▸ **WHAT IS REQUIRED**
Please pull out every line of the data below that contains the word "ceiling" and copy each one unchanged. Treat uppercase and lowercase as different.

▸ **PROVIDED RECORDS**
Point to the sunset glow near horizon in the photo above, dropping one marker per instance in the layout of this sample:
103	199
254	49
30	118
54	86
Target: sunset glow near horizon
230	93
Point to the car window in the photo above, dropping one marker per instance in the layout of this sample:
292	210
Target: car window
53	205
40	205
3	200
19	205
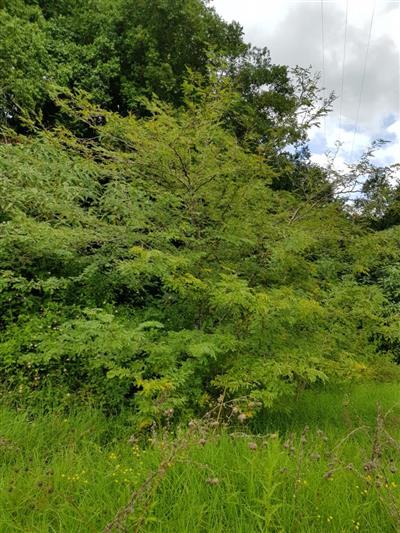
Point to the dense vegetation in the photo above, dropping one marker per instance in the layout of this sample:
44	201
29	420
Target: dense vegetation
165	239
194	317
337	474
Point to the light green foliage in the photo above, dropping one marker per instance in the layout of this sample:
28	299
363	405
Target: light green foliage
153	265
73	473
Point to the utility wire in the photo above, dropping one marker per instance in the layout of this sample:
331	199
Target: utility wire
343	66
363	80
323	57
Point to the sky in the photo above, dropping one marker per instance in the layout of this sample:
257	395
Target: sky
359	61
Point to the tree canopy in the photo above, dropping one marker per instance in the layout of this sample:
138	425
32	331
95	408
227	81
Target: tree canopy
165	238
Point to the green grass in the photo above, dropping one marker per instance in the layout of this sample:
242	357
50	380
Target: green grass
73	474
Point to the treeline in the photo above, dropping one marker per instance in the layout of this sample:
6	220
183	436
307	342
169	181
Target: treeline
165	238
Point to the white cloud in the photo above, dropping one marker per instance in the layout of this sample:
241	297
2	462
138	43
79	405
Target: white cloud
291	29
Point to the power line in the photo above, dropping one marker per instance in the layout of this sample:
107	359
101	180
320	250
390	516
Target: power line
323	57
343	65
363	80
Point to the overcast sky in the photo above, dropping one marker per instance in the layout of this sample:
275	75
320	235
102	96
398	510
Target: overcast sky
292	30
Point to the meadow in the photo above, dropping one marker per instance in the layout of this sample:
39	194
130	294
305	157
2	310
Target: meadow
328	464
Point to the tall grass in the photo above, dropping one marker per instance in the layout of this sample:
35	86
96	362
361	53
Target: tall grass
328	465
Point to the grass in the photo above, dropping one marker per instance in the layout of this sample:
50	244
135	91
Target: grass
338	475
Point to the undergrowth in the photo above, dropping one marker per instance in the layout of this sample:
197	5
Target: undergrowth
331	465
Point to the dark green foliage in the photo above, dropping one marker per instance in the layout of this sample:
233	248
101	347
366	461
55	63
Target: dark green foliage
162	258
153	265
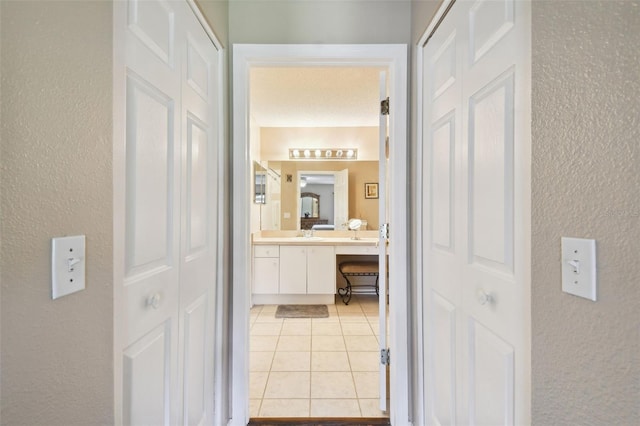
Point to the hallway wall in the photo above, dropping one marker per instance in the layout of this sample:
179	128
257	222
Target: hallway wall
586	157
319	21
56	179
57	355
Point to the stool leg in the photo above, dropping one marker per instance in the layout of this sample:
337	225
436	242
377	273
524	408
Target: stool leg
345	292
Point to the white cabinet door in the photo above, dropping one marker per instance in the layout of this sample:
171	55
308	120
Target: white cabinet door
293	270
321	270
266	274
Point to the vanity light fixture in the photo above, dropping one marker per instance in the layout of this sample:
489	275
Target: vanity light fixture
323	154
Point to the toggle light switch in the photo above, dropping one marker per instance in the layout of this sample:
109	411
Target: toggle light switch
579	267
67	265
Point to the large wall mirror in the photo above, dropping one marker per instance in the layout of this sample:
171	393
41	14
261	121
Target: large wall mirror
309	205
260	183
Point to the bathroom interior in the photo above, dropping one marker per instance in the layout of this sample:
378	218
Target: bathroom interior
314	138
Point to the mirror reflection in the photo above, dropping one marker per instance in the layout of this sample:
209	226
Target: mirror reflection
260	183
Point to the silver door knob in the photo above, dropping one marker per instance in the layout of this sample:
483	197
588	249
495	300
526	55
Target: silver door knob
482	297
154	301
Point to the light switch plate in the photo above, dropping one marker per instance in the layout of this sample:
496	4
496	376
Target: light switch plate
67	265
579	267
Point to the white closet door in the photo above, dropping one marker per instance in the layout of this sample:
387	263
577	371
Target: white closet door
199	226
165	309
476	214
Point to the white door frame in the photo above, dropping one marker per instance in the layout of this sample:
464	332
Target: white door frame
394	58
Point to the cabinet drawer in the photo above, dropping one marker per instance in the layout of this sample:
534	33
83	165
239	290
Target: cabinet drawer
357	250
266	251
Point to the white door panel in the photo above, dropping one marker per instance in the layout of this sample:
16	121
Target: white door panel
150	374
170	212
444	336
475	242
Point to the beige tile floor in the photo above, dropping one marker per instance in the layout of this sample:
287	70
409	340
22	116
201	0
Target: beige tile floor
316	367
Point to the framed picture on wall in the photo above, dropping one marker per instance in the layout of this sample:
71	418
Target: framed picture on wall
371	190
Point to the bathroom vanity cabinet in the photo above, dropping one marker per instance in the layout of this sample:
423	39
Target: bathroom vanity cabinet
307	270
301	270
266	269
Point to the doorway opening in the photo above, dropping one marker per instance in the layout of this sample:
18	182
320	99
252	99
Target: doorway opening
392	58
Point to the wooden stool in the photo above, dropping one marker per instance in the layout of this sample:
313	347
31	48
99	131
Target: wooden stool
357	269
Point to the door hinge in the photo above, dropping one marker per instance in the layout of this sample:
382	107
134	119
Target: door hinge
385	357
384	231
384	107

* * *

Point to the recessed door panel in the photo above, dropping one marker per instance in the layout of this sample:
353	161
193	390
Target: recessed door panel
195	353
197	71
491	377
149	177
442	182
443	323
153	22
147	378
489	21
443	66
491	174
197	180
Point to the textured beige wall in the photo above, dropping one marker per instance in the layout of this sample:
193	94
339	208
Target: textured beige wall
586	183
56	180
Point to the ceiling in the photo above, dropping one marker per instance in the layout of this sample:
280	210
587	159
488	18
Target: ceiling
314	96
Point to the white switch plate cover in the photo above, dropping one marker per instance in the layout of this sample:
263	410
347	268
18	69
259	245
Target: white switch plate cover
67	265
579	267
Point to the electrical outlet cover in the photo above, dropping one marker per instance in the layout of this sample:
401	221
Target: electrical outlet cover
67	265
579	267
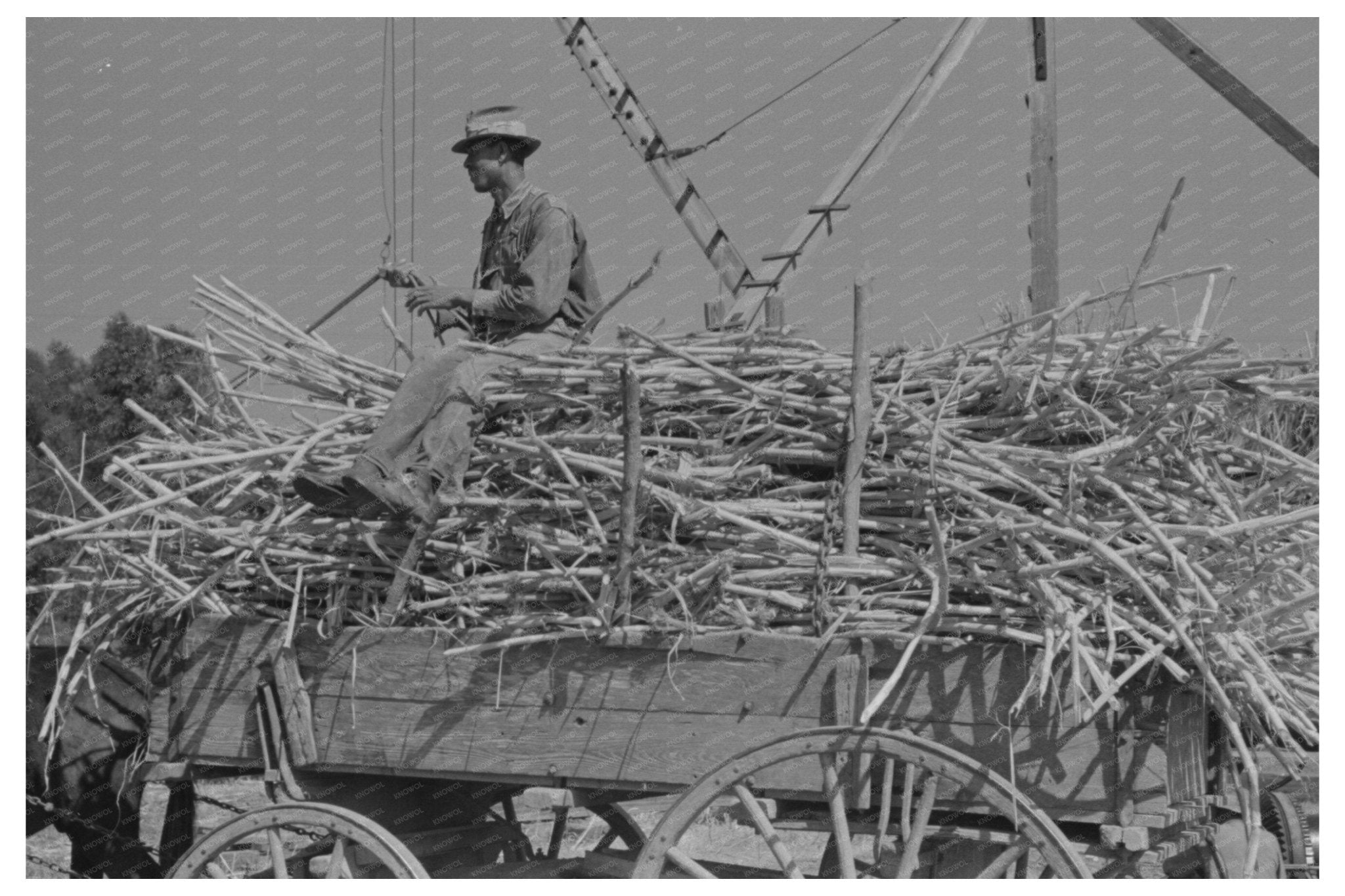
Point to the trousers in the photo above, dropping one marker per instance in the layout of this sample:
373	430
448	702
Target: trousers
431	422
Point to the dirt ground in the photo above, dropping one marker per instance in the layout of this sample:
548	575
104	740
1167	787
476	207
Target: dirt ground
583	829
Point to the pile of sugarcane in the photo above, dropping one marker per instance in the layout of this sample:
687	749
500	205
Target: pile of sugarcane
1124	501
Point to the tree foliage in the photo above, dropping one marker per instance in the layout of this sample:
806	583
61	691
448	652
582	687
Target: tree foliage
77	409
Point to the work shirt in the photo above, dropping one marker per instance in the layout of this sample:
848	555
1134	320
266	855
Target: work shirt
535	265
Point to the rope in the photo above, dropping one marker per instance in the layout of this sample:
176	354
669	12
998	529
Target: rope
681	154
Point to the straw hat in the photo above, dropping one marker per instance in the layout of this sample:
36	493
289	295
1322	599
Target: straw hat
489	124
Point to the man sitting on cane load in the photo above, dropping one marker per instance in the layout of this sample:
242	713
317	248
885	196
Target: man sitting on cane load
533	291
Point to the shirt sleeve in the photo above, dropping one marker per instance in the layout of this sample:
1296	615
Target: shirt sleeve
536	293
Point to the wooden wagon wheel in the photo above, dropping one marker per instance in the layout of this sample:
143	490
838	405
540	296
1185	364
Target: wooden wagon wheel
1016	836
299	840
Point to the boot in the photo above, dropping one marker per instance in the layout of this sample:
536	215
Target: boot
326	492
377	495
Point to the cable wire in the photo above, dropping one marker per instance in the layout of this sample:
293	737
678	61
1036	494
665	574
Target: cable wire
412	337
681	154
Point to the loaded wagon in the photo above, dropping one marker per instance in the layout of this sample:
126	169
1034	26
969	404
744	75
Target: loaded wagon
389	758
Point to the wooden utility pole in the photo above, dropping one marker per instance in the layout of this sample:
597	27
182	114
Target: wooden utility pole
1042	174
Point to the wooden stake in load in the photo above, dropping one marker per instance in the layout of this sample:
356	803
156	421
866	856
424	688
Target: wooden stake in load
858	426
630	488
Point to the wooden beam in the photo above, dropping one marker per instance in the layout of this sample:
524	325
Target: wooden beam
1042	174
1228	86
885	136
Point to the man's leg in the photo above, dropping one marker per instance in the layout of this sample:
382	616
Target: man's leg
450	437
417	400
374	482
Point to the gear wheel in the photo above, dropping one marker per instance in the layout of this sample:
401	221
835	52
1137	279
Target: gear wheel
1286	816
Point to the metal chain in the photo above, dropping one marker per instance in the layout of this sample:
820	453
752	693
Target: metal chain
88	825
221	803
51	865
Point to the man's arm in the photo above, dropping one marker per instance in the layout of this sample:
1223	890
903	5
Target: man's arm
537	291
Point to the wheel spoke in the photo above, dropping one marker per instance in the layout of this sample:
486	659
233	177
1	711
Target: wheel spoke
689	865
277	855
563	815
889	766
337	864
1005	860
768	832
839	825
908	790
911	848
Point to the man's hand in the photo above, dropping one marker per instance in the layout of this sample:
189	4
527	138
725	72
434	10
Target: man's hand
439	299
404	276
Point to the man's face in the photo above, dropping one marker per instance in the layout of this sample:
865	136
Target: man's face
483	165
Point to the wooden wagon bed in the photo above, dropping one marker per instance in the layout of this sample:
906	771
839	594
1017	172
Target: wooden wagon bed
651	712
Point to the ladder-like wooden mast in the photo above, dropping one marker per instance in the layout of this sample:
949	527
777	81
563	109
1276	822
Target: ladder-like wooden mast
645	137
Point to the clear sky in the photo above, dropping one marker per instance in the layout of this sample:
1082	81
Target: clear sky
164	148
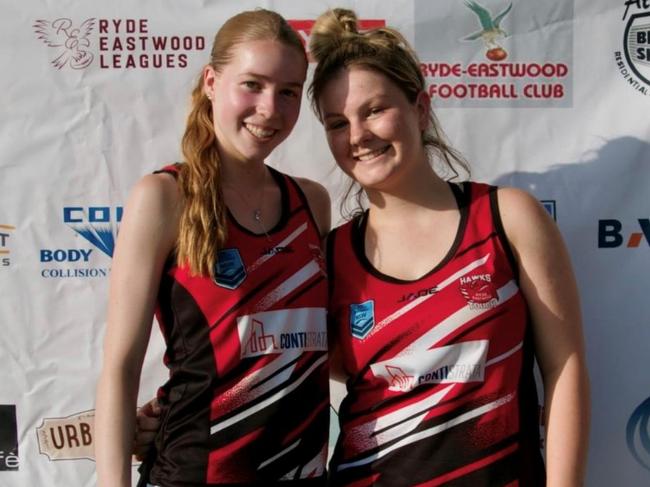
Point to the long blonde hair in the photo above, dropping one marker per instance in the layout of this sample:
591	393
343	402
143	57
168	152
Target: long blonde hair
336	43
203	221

▸ **ANSWER FOR THE TASK**
Point to the ceiling in the photo above, dropping one marker per instance in the layout of this sample:
Target: ceiling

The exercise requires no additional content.